**Problem to work on:** Copy every one of the records below line for line, changing nothing.

:: Data in this exercise ::

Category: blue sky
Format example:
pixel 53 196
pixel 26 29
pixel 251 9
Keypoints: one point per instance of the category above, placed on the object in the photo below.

:::

**The reply:**
Category: blue sky
Format example:
pixel 53 196
pixel 26 29
pixel 251 9
Keypoints: one point per instance of the category above, placed on the object in the photo below.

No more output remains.